# Absolute Beginner



## alfredo.daniel67 (Dec 4, 2021)

Hi everyone, I have zero experience with true bbq'ing and smoking.  I've been pretty much an avidly casual backyard griller the past 15 years but recently acquired an entry level pellet smoker grill (the Expert Commodore.   I got it today in fact.  Will be unboxing and putting together tomorrow. 

So far my research tells me I need to do a burn in.  Not sure how hot or for how long.  Also since this has an electronic component to it how does every one do with having their pellet grill out doors but protected from the elements.  Is a cover enough?

I'm looking forward to learning lots of techniques and recipes from this forum.

Thanks,
West Virginia Blue Smoke


----------



## DRKsmoking (Dec 4, 2021)

Welcome from Nova Scotia

Right place and always ask your questions, someone here has done it or knows how to and they will help you . Enjoy the new smoker

David


----------



## smokerjim (Dec 5, 2021)

Welcome to smf, great place here.


----------



## JLeonard (Dec 5, 2021)

Welcome from Mississippi! Glad you joined up with us. We are visually oriented here (we like pics). Look forward to your post and pics. 
Jim


----------



## SecondHandSmoker (Dec 5, 2021)

Welcome aboard.

The manual shoud have instructions for performing the burn in. 
In case  the manual isn't clear about how to do it,  check out Tom Horsman's YT in the link below.



Yes, you're going to need/want a cover for your new grill if you plan on storing it outside.

Pretty neat pellet grill.  Congrats!


----------



## GonnaSmoke (Dec 5, 2021)

From South Carolina, welcome to the show. There is A TON of knowledge and experience here about anything and everything related to cooking, not just grilling and smoking, and very helpful folks willing to share that knowledge. So ask away or use the search feature...


----------



## fftwarren (Dec 5, 2021)

Welcome aboard. I just did the burn in on my pellet yesterday. It was a different brand but they recommended 400 degrees for an hour


----------



## gmc2003 (Dec 5, 2021)

alfredo.daniel67 said:


> So far my research tells me I need to do a burn in. Not sure how hot or for how long. Also since this has an electronic component to it how does every one do with having their pellet grill out doors but protected from the elements. Is a cover enough?



Welcome to the site happy to have ya join the fun. As for your questions: The owners manual should tell you how to do the burn-in. I would also suggest getting familiar with the operating procedures - start-up, shut-downs etc. On to the electronics. Well none of my smokers have electronics so I'm far from an expert, but my first preference would be to store it in a garage or shed out of the elements. If that's not possible then get a really good fitting cover and make sure it's water proof. Good luck and good smoking.

Chris


----------



## TNJAKE (Dec 5, 2021)

Welcome from tennessee


----------



## Winterrider (Dec 5, 2021)

Welcome from ND. Good luck with your new pellet grill. I would suggest purchasing a good digital thermometer ( inkbird, thermoworks, etc) to help monitor your chamber temps and meat temps. Most thermometers are not real accurate on the units themselves.


----------



## WaterRat (Dec 5, 2021)

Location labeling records
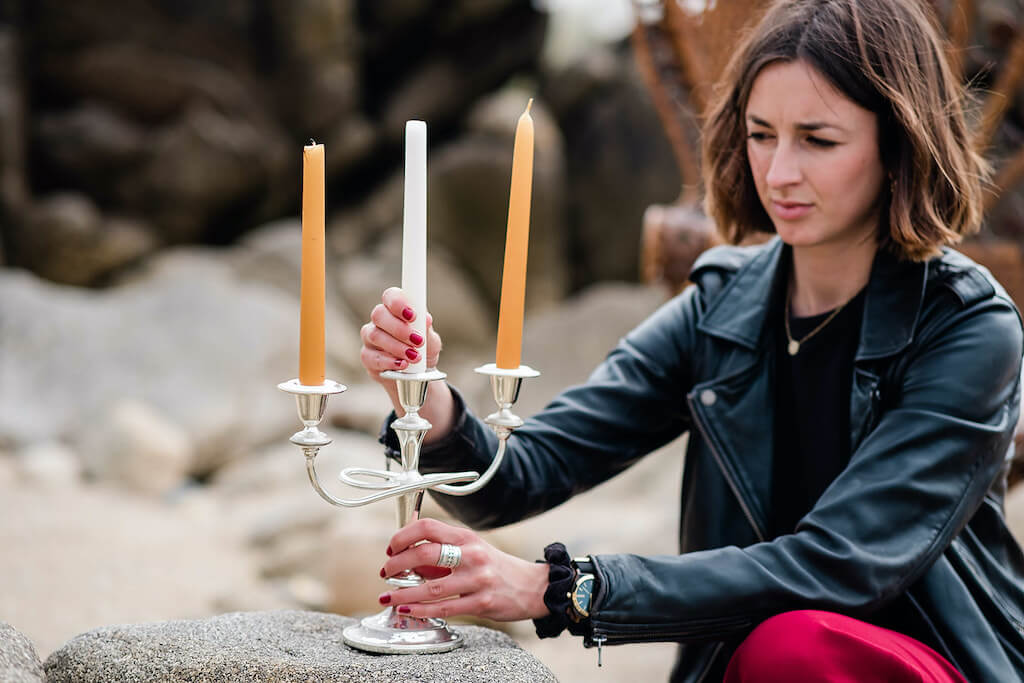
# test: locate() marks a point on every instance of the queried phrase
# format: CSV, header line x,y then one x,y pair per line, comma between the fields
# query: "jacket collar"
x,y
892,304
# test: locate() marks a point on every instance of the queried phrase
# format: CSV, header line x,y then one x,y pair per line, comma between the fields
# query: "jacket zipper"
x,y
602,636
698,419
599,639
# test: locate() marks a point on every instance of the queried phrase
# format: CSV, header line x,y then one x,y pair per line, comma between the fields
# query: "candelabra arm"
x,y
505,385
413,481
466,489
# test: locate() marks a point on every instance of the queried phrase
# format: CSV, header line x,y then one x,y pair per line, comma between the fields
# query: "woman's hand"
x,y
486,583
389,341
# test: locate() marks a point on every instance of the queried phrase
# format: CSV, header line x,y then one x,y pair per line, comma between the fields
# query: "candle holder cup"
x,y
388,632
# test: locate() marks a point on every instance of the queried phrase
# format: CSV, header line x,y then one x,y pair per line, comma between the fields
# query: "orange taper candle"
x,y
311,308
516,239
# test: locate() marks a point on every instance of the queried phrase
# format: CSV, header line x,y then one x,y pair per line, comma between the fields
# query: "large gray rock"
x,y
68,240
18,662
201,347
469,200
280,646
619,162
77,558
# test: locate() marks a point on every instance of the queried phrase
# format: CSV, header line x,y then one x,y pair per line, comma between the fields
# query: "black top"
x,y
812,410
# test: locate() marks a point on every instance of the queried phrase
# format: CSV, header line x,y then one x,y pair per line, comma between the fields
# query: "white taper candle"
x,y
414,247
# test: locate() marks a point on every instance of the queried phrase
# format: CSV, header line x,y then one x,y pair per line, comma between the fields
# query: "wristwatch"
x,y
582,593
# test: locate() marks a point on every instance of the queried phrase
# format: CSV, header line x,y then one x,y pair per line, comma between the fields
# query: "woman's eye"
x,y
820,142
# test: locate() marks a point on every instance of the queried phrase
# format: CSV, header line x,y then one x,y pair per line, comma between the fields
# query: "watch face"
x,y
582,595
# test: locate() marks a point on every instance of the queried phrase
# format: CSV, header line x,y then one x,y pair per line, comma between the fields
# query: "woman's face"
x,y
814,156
---
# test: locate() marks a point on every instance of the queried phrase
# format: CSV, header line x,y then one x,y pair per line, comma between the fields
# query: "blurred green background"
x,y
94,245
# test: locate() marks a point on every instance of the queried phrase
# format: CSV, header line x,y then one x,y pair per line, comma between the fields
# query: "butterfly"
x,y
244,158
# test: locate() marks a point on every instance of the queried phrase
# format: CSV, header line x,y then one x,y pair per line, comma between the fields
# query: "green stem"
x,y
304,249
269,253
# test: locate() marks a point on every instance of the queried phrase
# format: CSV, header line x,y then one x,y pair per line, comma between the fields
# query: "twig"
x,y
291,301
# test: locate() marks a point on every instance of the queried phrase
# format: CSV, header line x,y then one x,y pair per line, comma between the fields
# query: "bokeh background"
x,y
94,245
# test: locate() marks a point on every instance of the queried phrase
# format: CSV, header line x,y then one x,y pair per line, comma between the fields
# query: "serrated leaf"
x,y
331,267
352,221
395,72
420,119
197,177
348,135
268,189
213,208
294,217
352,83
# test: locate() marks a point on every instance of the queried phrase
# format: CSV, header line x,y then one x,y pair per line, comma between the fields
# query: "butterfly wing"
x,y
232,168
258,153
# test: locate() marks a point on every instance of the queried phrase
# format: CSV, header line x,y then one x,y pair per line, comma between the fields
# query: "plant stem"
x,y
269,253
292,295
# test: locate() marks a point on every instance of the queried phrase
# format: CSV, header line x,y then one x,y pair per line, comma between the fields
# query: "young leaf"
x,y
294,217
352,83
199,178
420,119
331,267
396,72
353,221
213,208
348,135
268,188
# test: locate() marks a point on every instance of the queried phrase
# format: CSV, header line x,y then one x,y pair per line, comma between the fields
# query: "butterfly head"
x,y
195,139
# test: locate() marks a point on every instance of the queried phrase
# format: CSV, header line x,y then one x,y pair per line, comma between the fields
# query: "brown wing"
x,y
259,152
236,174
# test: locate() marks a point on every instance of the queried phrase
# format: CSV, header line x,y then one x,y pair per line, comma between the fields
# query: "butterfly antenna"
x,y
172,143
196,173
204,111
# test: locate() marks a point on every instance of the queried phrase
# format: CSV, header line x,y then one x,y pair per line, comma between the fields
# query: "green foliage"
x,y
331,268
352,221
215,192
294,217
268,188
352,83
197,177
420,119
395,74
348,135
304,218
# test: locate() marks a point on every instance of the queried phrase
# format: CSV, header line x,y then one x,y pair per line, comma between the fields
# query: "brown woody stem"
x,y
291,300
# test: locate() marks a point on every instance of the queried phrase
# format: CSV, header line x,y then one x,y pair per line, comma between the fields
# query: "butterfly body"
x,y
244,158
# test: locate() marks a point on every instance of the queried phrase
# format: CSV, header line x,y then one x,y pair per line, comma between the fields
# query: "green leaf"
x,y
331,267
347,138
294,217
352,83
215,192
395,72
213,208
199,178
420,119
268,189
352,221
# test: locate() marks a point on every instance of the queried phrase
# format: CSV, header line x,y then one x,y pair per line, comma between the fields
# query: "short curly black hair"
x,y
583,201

Objective 1: Output the passage from the pellet grill forum thread starting with "Yes, you're going" and going on through "the search feature...".
Objective 2: Pick up the pellet grill forum thread from the point where it stops and continue it.

Right answer 1:
Yes, you're going to need/want a cover for your new grill if you plan on storing it outside.

Pretty neat pellet grill.  Congrats!


----------



## GonnaSmoke (Dec 5, 2021)

From South Carolina, welcome to the show. There is A TON of knowledge and experience here about anything and everything related to cooking, not just grilling and smoking, and very helpful folks willing to share that knowledge. So ask away or use the search feature...

Right answer 2:
Welcome! You will certainly want a cover, a little drizzle is ok but driving rain has the potential to get things wet and short out the electric components. For the burn in the manual should say what to do, for mine (different brand) I initially washed the grates with dish soap and wiped off as much other grease as possible before the burn.


----------



## sandyut (Dec 5, 2021)

welcome from Utah.  I agree with checking the manual.  my rec tec said to burn in at 400 or 450 (i forget now) for an hour.


----------



## 912smoker (Dec 5, 2021)

Welcome to SMF from SE Ga. 
Tom gave a raving review of your new grill so enjoy!


----------



## jcam222 (Dec 5, 2021)

Welcome from Ohio. You are in the right place


----------



## alfredo.daniel67 (Dec 5, 2021)

alfredo.daniel67 said:


> Hi everyone, I have zero experience with true bbq'ing and smoking.  I've been pretty much an avidly casual backyard griller the past 15 years but recently acquired an entry level pellet smoker grill (the Expert Commodore.   I got it today in fact.  Will be unboxing and putting together tomorrow.
> 
> So far my research tells me I need to do a burn in.  Not sure how hot or for how long.  Also since this has an electronic component to it how does every one do with having their pellet grill out doors but protected from the elements.  Is a cover enough?
> 
> ...


Thank everyone for the over whelming response.  I can tell this is a great community already.


----------



## pineywoods (Dec 5, 2021)

Welcome to SMF glad you joined us. If you don't find the info you are looking for just ask and somebody will be more than happy to help. As for the burn in the others have pretty much covered that. As for covering and being outside several things. You want to keep it out of rain as much as possible a smoker cover is needed if storing outside also think of maybe some type of canopy for when your smoking and it starts raining. Another thing is extension cords try not to use them if you can get away with it and if you do have to use one invest in a good one like 12 gauge and keep it as short a run as possible. Some other things your going to want is some decent gloves for handling hot stuff. A thermometer for checking meat temps most of the time we are smoking/cooking to an internal temp and not by time. The reason for this is no two pieces of meat are the same and will not finish at the same time so for repeating the same results go by internal temp. You will also want to verify the temp the smoker is running at. You will find lots of other needs as well as you go but be forewarned hanging around here will cause that list of needs to increase . You will find some of us wrap some things in aluminum foil at times to braise or keep it moist or both. When you wrap the meat you can always take it in and put it in the oven especially if the weather gets bad while smoking. Once it's in foil heat is heat doesn't matter smoker or oven.


----------



## Brokenhandle (Dec 6, 2021)

Welcome from Iowa! Glad ya joined us! You should probably also have a quality control expert... to help with taste testing! 

Ryan


----------



## alfredo.daniel67 (Dec 6, 2021)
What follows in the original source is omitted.